NLRB’s Expanded Joint-Employer Rule Could Impact Third-Party Staffing and Outsourcing
The National Labor Relations Board (the “Board”) released its anticipated amendments to its joint employer rule on October 26, 2023. The rule could dramatically expand the types of relationships that create joint employment liability under the National Labor Relations Act (the “Act”). If the Board determines two companies qualify as joint employers, then it may hold either company responsible for the labor law violations and obligations of the other. As a result, businesses that rely on staffing companies and outsourcing arrangements should examine their contracts and relationships with service providers to ensure they understand their joint employer risks and consider changes that may reduce those risks under the new joint employer rule.
(I) The New Rule
The new joint-employer rule focuses on whether putative joint employers have a contractual right to directly or indirectly control the employees of another business, even if that control is not exercised. The rule purports to rely on common-law agency principles, but emphasizes that possessing the authority to control one or more essential terms and conditions of employment is sufficient to establish status as a joint employer regardless of whether the control is exercised. Furthermore, the rule also emphasizes that exercising the power to control indirectly (including through an intermediary) one or more essential terms and conditions of employment is sufficient to establish status as a joint employer, regardless of whether the power is exercised directly. Accordingly, the Board will find a joint employer relationship if the putative joint employer has the right to control one or more essential terms and conditions of employment.

▸ **EXERCISE DETAILS**
Answer these questions using the article on the NLRB joint-employer rule:
(a) On what date did the Board release its amendments to the joint employer rule?
(b) If the Board determines that two companies are joint employers, what may it hold either company responsible for?
(c) Under the new rule, what is sufficient to establish joint employer status even if the control is not exercised?
The listing that comes next is separate material and is not part of the article.

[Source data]
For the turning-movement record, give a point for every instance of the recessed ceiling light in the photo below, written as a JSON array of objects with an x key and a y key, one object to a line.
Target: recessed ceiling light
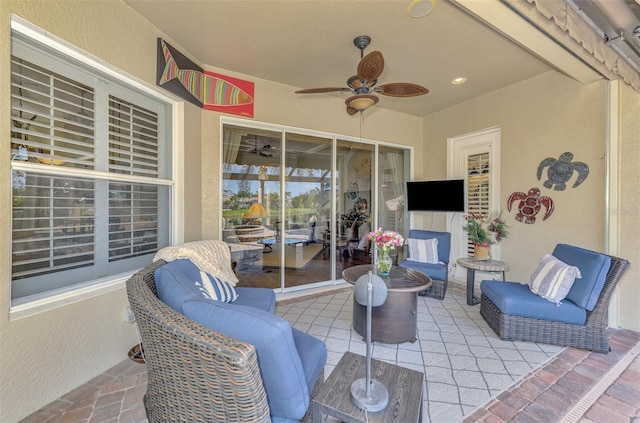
[{"x": 420, "y": 8}]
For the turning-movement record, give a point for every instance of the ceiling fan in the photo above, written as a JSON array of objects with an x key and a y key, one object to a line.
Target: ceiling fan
[
  {"x": 363, "y": 84},
  {"x": 262, "y": 150}
]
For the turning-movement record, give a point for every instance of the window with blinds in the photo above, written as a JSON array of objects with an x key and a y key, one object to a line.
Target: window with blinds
[
  {"x": 478, "y": 173},
  {"x": 90, "y": 194}
]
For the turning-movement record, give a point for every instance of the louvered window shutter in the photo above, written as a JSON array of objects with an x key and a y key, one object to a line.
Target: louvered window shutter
[
  {"x": 478, "y": 174},
  {"x": 90, "y": 193},
  {"x": 133, "y": 208}
]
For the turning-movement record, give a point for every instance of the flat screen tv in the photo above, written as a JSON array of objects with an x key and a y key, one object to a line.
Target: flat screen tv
[{"x": 444, "y": 196}]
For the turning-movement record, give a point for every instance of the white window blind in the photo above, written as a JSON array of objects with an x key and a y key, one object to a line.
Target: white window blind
[
  {"x": 478, "y": 174},
  {"x": 90, "y": 194}
]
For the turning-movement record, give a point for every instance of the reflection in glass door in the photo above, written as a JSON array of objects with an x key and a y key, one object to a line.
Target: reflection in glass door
[
  {"x": 393, "y": 172},
  {"x": 297, "y": 207},
  {"x": 307, "y": 211},
  {"x": 251, "y": 204},
  {"x": 354, "y": 199}
]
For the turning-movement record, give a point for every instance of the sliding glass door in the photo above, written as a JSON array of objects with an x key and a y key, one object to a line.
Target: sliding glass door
[{"x": 297, "y": 206}]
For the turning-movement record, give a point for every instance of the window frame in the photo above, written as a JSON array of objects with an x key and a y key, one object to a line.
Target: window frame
[{"x": 175, "y": 172}]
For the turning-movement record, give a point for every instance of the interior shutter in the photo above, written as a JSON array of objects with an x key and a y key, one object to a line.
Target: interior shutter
[{"x": 478, "y": 173}]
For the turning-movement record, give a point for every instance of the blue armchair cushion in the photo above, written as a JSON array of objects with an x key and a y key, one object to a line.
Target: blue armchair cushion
[
  {"x": 313, "y": 353},
  {"x": 444, "y": 241},
  {"x": 180, "y": 280},
  {"x": 517, "y": 300},
  {"x": 553, "y": 278},
  {"x": 423, "y": 250},
  {"x": 281, "y": 364},
  {"x": 593, "y": 267},
  {"x": 177, "y": 282},
  {"x": 435, "y": 271},
  {"x": 262, "y": 298}
]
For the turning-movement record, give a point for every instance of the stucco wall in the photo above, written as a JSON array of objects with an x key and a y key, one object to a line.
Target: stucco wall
[
  {"x": 542, "y": 117},
  {"x": 629, "y": 207},
  {"x": 47, "y": 355}
]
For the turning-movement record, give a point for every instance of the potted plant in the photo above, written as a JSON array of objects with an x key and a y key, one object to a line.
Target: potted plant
[{"x": 484, "y": 230}]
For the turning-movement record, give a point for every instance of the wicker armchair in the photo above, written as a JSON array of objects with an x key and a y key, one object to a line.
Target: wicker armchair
[
  {"x": 194, "y": 374},
  {"x": 591, "y": 336}
]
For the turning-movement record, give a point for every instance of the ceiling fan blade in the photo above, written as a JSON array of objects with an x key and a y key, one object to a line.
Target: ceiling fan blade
[
  {"x": 322, "y": 90},
  {"x": 371, "y": 66},
  {"x": 401, "y": 89}
]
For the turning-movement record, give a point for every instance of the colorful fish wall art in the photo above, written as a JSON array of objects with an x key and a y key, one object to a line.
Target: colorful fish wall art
[{"x": 208, "y": 90}]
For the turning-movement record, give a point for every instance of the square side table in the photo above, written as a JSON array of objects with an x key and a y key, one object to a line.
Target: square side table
[{"x": 404, "y": 387}]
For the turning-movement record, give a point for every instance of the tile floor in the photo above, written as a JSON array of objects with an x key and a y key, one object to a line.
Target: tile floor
[{"x": 471, "y": 375}]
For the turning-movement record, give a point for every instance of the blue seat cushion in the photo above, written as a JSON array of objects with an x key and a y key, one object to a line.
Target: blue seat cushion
[
  {"x": 515, "y": 299},
  {"x": 593, "y": 268},
  {"x": 434, "y": 271},
  {"x": 262, "y": 298},
  {"x": 281, "y": 367}
]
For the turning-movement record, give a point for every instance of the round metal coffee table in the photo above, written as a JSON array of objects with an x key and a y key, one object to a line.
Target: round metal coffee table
[{"x": 396, "y": 320}]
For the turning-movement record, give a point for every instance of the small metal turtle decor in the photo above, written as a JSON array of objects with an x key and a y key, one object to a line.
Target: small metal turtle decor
[
  {"x": 560, "y": 171},
  {"x": 530, "y": 205}
]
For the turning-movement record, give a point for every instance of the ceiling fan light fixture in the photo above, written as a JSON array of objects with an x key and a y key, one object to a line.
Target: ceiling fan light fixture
[
  {"x": 361, "y": 102},
  {"x": 420, "y": 8}
]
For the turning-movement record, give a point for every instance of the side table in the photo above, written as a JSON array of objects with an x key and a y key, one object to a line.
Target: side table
[
  {"x": 404, "y": 387},
  {"x": 483, "y": 266}
]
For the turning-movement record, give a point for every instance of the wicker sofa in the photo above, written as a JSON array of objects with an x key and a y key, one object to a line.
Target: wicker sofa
[
  {"x": 438, "y": 272},
  {"x": 517, "y": 314},
  {"x": 197, "y": 374}
]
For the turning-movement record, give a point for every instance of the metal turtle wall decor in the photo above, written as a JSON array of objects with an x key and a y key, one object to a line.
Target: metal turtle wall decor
[
  {"x": 530, "y": 205},
  {"x": 561, "y": 170}
]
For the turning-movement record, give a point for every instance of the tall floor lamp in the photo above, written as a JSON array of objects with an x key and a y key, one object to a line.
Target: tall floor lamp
[{"x": 367, "y": 394}]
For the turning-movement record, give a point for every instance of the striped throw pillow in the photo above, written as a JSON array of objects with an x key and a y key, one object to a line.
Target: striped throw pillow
[
  {"x": 553, "y": 279},
  {"x": 423, "y": 250},
  {"x": 218, "y": 289}
]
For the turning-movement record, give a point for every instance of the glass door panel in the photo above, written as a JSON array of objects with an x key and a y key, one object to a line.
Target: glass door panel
[
  {"x": 251, "y": 204},
  {"x": 307, "y": 211},
  {"x": 393, "y": 172}
]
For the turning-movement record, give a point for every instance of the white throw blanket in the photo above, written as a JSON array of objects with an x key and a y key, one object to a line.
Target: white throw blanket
[{"x": 211, "y": 256}]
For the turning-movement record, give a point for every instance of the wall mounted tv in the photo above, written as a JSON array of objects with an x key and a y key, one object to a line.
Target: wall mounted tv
[{"x": 445, "y": 196}]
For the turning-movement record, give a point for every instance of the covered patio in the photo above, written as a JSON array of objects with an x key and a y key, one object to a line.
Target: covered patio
[{"x": 470, "y": 374}]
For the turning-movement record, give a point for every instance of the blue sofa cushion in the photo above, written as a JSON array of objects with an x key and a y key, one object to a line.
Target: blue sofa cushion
[
  {"x": 423, "y": 250},
  {"x": 593, "y": 267},
  {"x": 435, "y": 271},
  {"x": 283, "y": 375},
  {"x": 517, "y": 300},
  {"x": 262, "y": 298},
  {"x": 313, "y": 353}
]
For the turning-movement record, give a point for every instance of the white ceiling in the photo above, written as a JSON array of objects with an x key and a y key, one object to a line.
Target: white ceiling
[{"x": 309, "y": 43}]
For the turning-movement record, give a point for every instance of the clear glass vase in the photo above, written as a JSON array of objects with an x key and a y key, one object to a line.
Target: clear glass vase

▸ **EXERCISE RESPONSE**
(a) October 26, 2023.
(b) The labor law violations and obligations of the other company.
(c) Possessing the authority to control one or more essential terms and conditions of employment.